Exercise details: Reproduce exactly the lines below from the one containing "Target: lavender field" through the one containing "Target: terracotta roof tile", including both, and nothing else.

☆ ☆ ☆

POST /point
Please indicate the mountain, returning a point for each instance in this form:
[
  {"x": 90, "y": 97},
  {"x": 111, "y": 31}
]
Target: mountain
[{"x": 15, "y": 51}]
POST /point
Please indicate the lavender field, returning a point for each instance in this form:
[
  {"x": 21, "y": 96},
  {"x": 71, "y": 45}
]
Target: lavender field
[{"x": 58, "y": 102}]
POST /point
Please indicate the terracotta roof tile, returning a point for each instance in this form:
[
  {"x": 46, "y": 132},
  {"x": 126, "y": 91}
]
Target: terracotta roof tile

☆ ☆ ☆

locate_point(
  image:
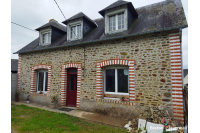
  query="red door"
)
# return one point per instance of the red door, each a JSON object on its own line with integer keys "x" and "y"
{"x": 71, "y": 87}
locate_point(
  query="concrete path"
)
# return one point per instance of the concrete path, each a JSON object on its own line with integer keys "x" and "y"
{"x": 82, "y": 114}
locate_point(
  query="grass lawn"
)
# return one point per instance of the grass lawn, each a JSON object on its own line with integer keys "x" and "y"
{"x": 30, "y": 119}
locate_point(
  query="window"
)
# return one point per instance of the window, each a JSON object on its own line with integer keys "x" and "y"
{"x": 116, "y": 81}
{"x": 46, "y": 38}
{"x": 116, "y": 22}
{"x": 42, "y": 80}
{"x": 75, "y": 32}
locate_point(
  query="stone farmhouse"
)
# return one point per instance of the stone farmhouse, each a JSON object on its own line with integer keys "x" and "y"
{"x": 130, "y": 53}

☆ ☆ ☆

Answer section:
Target: lavender field
[{"x": 58, "y": 102}]
POST /point
Please indicate the terracotta roof tile, returning a point for each instance in this form:
[
  {"x": 46, "y": 132},
  {"x": 126, "y": 91}
]
Target: terracotta roof tile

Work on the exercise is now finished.